*Exercise material*.
******
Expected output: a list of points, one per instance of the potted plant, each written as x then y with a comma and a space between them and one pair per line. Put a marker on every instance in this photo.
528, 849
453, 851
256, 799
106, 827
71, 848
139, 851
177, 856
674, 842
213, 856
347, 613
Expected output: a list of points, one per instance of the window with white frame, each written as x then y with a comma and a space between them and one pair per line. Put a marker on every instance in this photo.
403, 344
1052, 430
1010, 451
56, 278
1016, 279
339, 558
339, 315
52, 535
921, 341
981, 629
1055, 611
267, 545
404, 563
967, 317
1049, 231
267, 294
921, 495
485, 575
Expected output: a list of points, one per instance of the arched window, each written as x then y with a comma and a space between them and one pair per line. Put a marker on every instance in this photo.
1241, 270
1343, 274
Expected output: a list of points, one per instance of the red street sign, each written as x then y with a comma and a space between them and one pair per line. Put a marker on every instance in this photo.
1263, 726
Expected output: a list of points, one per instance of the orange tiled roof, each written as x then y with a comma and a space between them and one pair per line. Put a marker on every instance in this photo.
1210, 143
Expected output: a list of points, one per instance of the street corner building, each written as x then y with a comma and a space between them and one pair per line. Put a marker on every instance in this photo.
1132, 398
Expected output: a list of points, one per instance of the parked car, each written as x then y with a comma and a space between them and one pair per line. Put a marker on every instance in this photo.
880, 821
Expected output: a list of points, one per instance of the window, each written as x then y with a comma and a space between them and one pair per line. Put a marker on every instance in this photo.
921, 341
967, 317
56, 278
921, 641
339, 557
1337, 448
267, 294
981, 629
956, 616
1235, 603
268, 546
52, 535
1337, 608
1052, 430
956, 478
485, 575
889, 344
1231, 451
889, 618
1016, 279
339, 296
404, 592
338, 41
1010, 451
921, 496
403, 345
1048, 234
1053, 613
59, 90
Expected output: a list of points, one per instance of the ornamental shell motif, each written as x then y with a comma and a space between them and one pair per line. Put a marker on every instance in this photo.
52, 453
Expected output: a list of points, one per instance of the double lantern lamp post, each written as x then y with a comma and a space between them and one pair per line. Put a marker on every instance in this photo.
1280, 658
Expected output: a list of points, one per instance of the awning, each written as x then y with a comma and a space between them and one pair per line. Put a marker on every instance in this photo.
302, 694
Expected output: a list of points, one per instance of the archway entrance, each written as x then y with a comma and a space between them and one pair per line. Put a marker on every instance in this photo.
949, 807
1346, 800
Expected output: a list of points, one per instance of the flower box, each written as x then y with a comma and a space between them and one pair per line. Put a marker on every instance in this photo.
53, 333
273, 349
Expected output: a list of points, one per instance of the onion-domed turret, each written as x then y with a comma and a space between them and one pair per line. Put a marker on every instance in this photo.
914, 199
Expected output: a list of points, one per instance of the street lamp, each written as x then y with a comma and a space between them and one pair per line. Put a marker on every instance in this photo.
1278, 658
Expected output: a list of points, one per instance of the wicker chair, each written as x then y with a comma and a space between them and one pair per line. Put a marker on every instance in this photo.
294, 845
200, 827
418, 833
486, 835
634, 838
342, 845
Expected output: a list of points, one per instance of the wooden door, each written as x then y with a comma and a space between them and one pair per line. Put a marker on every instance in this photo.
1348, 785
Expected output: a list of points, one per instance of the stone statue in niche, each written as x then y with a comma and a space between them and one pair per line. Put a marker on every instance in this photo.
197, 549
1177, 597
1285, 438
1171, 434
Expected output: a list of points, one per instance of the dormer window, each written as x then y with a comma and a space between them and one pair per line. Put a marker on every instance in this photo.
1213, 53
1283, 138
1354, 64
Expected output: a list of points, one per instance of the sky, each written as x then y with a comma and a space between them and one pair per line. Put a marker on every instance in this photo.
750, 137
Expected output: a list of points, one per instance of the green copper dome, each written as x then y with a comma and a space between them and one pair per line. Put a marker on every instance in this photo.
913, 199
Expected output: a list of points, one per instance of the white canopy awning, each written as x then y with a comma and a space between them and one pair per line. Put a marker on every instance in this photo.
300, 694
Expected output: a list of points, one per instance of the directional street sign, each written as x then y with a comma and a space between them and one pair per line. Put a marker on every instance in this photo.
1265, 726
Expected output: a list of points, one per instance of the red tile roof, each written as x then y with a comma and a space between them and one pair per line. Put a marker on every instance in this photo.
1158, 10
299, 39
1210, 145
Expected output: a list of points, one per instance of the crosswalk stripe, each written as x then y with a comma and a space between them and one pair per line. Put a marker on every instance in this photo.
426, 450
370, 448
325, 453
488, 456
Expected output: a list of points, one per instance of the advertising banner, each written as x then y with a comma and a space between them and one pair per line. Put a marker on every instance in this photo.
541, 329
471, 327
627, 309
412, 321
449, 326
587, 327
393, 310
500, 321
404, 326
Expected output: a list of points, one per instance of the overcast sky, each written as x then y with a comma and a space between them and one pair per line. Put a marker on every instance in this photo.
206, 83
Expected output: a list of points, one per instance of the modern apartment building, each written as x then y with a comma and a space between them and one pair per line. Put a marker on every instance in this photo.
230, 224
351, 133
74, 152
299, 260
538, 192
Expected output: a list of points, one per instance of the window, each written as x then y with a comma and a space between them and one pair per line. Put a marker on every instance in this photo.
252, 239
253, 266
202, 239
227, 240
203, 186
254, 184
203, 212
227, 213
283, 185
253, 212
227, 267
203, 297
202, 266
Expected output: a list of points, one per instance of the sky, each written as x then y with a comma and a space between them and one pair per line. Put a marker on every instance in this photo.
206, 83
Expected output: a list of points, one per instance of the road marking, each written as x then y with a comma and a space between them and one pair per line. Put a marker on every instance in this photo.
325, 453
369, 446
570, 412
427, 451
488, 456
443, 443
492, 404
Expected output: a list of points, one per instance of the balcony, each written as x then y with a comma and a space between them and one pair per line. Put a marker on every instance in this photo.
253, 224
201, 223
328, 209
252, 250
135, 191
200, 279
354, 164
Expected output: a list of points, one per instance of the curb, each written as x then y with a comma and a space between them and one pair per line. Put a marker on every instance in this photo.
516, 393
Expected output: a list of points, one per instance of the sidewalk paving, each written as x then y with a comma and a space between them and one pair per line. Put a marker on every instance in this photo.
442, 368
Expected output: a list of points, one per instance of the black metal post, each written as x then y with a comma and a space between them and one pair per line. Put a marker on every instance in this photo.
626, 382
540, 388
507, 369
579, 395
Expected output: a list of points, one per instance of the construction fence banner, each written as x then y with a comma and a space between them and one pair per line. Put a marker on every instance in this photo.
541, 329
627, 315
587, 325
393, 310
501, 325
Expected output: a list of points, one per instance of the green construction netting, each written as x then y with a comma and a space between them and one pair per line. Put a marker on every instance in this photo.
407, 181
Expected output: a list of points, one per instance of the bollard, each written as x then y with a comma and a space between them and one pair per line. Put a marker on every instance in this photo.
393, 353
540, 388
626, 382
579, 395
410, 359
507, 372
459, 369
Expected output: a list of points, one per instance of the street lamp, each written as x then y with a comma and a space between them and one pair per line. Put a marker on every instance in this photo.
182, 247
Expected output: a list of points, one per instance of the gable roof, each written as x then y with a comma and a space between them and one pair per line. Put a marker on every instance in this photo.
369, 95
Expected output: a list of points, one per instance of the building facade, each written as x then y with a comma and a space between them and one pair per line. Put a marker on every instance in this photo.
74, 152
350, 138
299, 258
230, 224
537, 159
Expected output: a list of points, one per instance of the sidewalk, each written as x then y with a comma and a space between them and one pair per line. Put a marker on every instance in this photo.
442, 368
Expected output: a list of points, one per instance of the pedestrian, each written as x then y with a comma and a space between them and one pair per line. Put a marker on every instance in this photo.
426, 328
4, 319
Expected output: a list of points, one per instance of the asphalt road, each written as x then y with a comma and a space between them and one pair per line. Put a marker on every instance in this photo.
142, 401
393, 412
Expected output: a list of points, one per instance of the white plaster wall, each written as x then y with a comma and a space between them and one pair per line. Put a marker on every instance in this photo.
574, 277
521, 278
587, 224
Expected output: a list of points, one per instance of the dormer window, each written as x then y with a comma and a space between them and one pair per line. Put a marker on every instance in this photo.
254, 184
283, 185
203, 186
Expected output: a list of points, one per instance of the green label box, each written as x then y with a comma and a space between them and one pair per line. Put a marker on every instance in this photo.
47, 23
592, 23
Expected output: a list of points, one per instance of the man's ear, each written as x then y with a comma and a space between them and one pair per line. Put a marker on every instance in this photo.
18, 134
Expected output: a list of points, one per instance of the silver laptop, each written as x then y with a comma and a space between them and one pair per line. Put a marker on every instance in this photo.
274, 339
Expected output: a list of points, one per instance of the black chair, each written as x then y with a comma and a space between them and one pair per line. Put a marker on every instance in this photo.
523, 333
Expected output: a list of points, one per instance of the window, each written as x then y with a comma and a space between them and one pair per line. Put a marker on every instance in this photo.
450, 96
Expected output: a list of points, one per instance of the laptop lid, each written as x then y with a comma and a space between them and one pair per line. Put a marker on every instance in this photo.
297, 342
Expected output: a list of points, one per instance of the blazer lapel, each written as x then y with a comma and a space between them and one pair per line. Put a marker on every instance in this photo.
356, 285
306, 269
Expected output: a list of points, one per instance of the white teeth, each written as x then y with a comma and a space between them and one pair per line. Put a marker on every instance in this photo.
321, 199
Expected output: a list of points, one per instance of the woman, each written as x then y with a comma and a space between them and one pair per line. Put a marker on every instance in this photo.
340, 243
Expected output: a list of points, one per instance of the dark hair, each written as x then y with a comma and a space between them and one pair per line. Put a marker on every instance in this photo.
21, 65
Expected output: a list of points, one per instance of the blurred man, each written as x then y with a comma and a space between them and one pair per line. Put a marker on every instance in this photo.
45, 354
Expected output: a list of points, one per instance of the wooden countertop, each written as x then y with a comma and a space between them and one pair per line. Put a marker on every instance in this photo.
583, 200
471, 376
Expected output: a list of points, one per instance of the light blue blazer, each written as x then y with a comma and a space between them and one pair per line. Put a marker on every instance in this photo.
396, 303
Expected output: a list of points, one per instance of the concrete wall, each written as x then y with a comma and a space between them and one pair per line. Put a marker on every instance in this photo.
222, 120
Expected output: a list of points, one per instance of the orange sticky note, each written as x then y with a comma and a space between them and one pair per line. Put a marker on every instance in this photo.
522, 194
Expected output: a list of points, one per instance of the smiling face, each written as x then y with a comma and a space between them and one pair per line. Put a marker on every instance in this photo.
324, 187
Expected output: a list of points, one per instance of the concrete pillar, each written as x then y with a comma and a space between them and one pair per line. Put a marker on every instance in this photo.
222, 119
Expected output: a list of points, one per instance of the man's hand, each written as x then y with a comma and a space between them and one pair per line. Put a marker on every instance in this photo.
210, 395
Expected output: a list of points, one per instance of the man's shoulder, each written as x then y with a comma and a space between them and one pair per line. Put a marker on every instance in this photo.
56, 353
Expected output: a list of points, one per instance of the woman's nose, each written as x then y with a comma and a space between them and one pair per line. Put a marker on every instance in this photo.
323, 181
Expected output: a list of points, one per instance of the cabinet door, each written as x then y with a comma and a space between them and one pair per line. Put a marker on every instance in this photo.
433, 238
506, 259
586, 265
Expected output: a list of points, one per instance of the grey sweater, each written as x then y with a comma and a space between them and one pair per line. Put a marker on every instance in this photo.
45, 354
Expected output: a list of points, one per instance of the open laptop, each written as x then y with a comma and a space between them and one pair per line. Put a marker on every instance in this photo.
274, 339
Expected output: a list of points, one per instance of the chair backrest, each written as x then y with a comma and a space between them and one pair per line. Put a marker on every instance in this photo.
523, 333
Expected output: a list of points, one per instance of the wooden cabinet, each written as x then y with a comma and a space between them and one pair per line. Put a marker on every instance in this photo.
******
*Task requirements*.
Write out, word for word, the line containing "of the grey" and all the lines after it in the entries above, and nothing more.

*Solution to this problem*.
Expected output: a list of points, one per instance of the grey sweater, each written as x then y with a comma and a space between them and one pair per line. Put a marker on every instance in this photo.
45, 354
Expected output: a list of points, one per instance of the open laptop, each written as x then y with a comma and a space between them and one pair per line. Put a marker on every instance in this photo.
274, 339
Expected output: a list of points, one per instance of the chair backrest, each written as x then y with a comma and a space between them and one pair per line. Put a marker on every instance in this photo.
523, 333
Expected output: a list of points, one per instance of the wooden cabinet, each written as x then y with a comma and a space between them and one pair per line. Put a marker on every instance in this photo.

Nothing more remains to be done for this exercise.